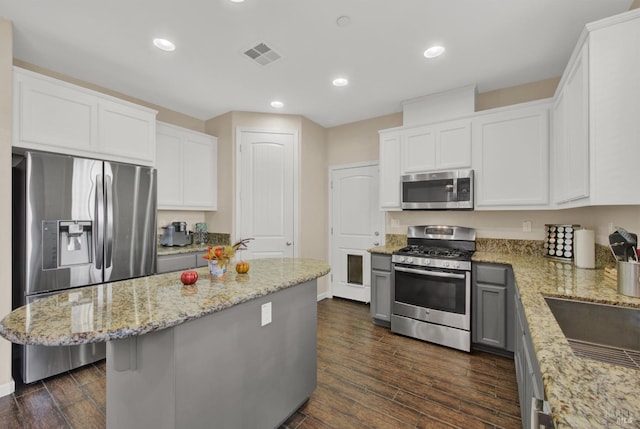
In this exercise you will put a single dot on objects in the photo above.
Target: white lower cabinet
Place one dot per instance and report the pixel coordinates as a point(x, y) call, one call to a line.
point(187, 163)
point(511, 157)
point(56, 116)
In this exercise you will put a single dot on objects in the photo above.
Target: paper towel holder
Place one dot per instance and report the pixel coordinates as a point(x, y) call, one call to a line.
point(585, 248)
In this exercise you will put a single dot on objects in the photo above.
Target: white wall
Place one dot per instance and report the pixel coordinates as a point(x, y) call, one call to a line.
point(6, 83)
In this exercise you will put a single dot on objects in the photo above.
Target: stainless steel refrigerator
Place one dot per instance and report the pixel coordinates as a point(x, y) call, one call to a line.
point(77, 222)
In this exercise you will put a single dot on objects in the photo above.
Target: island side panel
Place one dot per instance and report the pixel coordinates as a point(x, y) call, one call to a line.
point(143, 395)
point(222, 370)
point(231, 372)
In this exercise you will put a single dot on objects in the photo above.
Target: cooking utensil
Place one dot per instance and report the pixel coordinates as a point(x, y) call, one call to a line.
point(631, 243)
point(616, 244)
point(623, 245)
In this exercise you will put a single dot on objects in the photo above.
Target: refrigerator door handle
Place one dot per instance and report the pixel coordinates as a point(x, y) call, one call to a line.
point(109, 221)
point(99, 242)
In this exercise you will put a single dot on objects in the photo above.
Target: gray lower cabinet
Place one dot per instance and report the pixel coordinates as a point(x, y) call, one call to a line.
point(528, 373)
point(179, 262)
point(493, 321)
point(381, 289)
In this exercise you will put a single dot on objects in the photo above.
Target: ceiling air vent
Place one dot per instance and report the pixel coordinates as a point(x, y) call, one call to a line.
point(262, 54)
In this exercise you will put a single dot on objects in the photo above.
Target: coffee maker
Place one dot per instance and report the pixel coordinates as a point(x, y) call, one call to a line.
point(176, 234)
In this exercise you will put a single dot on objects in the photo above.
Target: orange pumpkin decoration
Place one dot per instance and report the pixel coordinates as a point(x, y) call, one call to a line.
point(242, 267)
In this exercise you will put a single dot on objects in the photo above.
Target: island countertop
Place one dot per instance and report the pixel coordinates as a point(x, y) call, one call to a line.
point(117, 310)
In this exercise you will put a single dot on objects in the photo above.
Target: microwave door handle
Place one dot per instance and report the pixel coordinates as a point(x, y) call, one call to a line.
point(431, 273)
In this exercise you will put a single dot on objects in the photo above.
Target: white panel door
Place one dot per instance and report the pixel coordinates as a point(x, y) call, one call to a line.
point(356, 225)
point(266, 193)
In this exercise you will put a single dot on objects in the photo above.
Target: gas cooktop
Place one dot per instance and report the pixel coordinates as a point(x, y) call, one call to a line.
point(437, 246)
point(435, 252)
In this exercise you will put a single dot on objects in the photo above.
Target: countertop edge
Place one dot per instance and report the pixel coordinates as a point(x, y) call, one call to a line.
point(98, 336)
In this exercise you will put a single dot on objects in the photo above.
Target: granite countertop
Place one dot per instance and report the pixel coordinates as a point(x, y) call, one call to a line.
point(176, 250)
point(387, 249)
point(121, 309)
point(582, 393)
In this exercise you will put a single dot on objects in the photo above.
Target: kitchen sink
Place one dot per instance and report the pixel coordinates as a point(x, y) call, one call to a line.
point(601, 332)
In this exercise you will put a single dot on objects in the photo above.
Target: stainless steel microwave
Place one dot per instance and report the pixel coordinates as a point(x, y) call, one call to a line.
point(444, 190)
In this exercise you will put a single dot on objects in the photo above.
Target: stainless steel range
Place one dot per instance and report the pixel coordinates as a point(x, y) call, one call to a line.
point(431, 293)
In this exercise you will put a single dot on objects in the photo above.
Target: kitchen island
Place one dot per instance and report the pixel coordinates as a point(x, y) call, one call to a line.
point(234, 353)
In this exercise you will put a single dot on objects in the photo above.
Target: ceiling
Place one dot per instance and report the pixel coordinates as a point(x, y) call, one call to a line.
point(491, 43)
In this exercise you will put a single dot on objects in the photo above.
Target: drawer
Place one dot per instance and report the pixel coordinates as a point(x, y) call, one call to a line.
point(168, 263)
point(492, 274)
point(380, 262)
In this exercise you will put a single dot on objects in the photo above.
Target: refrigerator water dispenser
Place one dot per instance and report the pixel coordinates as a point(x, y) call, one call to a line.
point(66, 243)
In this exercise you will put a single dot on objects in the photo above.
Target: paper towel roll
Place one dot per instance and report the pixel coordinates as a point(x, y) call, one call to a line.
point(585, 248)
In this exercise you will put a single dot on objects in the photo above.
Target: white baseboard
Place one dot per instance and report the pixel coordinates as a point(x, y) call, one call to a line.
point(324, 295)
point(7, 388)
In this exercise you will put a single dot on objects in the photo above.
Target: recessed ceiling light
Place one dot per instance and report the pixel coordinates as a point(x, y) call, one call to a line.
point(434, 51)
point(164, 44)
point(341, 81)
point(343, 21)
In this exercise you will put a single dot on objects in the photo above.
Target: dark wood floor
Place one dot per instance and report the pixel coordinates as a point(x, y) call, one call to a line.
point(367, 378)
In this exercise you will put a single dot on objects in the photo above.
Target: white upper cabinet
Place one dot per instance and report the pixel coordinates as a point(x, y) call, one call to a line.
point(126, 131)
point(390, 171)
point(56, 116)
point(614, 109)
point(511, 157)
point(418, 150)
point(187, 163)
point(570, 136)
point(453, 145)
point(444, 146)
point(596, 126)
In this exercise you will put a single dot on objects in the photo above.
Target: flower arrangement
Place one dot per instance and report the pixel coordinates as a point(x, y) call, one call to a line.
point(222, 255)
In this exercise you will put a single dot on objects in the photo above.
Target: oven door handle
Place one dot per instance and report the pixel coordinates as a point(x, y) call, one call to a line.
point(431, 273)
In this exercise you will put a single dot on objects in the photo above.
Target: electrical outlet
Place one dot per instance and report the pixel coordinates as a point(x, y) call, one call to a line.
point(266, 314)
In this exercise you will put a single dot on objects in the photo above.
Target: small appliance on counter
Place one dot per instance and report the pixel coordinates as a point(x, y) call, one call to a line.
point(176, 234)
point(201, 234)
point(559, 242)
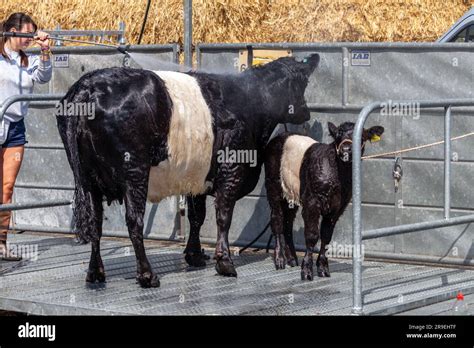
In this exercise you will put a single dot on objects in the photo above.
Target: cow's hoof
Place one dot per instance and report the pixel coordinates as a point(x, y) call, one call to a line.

=-=-=-=-=

-- PROBLEM TO SOLVE --
Set the data above down again exactly as given, with no pictures.

-- SOLUTION --
In this exercise you will put a single dot on objects in the photo above.
Target: white lower cabinet
Place one dot per instance and report the pixel coordinates as a point(x, y) call, one call to a line.
point(187, 163)
point(511, 157)
point(56, 116)
In this exercise you will put a single dot on objects in the photo above.
Target: paper towel holder
Place one dot per instance and report the pixel coordinates as a point(x, y) call, one call to a line.
point(585, 248)
In this exercise you will put a single dot on objects in the photo above.
Target: white wall
Place one dot per instance and report the pixel coordinates as a point(x, y) call, one call to a line.
point(6, 83)
In this exercise you will put a single dot on objects in the photo above.
Target: stainless steel refrigerator
Place one dot per instance and report the pixel coordinates as a point(x, y) call, one call to a line.
point(77, 222)
In this exercise you will put a single dot on objects in the photo above.
Target: island side panel
Place one dot per instance and report the pixel coordinates as a point(x, y) call, one call to a line.
point(143, 395)
point(222, 370)
point(231, 372)
In this exercise you will put a single dot on objects in the photo above.
Target: cooking utensil
Place one dot per instance and report the pixel coordinates as a point(x, y) call, one call to a line.
point(631, 243)
point(616, 244)
point(623, 245)
In this exercise you will put a single dot on objects in the photo above.
Target: refrigerator door handle
Place one dot per instance and report the pixel coordinates as a point(x, y) call, one call to a line.
point(109, 221)
point(99, 242)
In this exercise you will put a single dot on objects in the photo above.
Target: gray lower cabinet
Place one dot per instance and report the pixel coordinates as a point(x, y) call, one call to a line.
point(528, 373)
point(179, 262)
point(493, 321)
point(381, 289)
In this exercise you will put a single dot on objects in the photo above.
Target: ceiling air vent
Place one dot per instance and report the pixel coordinates as a point(x, y) call, one call to a line.
point(262, 54)
In this exercise you will put a single dot on objects in the photo above.
Target: coffee maker
Place one dot per instance and report the pixel coordinates as a point(x, y) call, one call to a line.
point(176, 234)
In this exercise you will put a single dot on objects in the photo above.
Target: orange pumpkin decoration
Place one dot per instance and report the pixel coordinates as a point(x, y) call, one call to a line.
point(242, 267)
In this exercise you will put a single dot on objects in the photo above.
Target: island countertop
Place one dot per instance and report the pixel coordinates as a point(x, y) call, one call to a line.
point(117, 310)
In this exercise you will put a single dot on objects in the photo above.
Target: microwave door handle
Place one dot per instance and report the pixel coordinates as a point(x, y) call, one call to a line.
point(431, 273)
In this exercise you will put a single dot on objects in the photo above.
Target: white panel door
Place one dot per instance and report the pixel coordinates as a point(x, y) call, one call to a line.
point(356, 225)
point(266, 193)
In this exercise you will put a single dot on objects in the photo above.
Target: gas cooktop
Place one dot per instance and report the pixel coordinates as a point(x, y) call, one call to a line.
point(437, 246)
point(435, 252)
In this exercise you will put a single dot on objects in the photo above.
Target: countertop edge
Place one dot per instance and report the pixel coordinates as a point(x, y) call, one call to a line.
point(98, 336)
In this exercise you will put a single dot on objects in the photo above.
Target: granite countertop
Place one dot per instance and report the pixel coordinates as a point(x, y) call, one call to a line.
point(176, 250)
point(387, 249)
point(121, 309)
point(582, 393)
In this exercise you will put a single dot on objects in the photo above.
Target: kitchen sink
Place one dot per instance and report the pixel coordinates as a point(x, y) call, one call to a line.
point(601, 332)
In this exercise you will put a single dot on objects in the photo above.
Target: stainless steel microwave
Place one dot per instance and report the pixel coordinates as a point(x, y) call, one call to a line.
point(444, 190)
In this exercise you will put a single dot on objects in the photo above.
Target: stainless steel range
Place one dot per instance and report the pixel coordinates as a point(x, y) call, one call to a line.
point(431, 293)
In this exercise you will put a single dot on objects in the photo above.
Target: kitchen island
Place one dot per instance and report the pixel coordinates as a point(x, y) call, one call to a line.
point(234, 353)
In this exercise you will put a single dot on objects in the photo above.
Target: ceiling
Place one dot per instance and report the pixel coordinates as a point(x, y) call, one call to a line.
point(491, 43)
In this exercise you will put a single dot on objects in the photo above.
Target: drawer
Place one dot per instance and report the pixel coordinates as a point(x, y) call, one call to a line.
point(168, 263)
point(492, 274)
point(380, 262)
In this exercise you will put a single dot on objects in the photo above.
Target: refrigerator water dispenser
Place one dot per instance and report the pixel coordinates as a point(x, y) call, one call to a line.
point(66, 243)
In this exercise you will put a single dot on objects in the photo above.
Target: paper towel roll
Place one dot per instance and report the pixel coordinates as a point(x, y) call, one call to a line.
point(585, 248)
In this exercise you will put a single dot on objects in the photo above.
Target: white baseboard
Place one dot per instance and report the pixel coordinates as a point(x, y) call, one call to a line.
point(324, 295)
point(7, 388)
In this exercise you will put a single dot on objects in the photo above.
Target: recessed ceiling light
Place one dot per instance and report the pixel coordinates as a point(x, y) call, one call to a line.
point(434, 51)
point(164, 44)
point(341, 81)
point(343, 21)
In this exercise you will put a single dot on objects in the photo above.
Target: dark wood floor
Place one dot per instance and report the pixel coordinates as a point(x, y) call, one call to a line.
point(367, 378)
In this exercise you will put a single dot on objects in the photo above.
Target: white upper cabinet
Place one dot per instance and report the pixel coordinates as a point(x, y) call, one call to a line.
point(126, 131)
point(390, 171)
point(56, 116)
point(614, 109)
point(511, 157)
point(418, 150)
point(187, 163)
point(570, 136)
point(453, 145)
point(444, 146)
point(596, 126)
In this exercise you will put a single dot on objects in the photo above.
Target: flower arrangement
Place one dot per instance and report the pixel coordinates as a point(x, y) call, one call to a line.
point(222, 255)
In this exercise you will put a single dot on objects in the photo above.
Target: oven door handle
Place one dot per instance and report the pixel coordinates as a point(x, y) call, one call to a line.
point(431, 273)
In this exercise you will put a single dot on objects in the photo above.
Target: electrical outlet
Place one dot per instance and report the pixel coordinates as a point(x, y) call, one call to a line.
point(266, 314)
In this exercise you will put a single dot on objects in the photo above.
Target: small appliance on counter
Place one dot per instance and report the pixel coordinates as a point(x, y) call, one call to a line.
point(176, 234)
point(201, 234)
point(559, 242)
In this exercise you will put a single dot on objects in the photo above.
Target: cow's hoof
Place one dot per instance and report the pixel coordinates as a point(x, y) call, one call to a line.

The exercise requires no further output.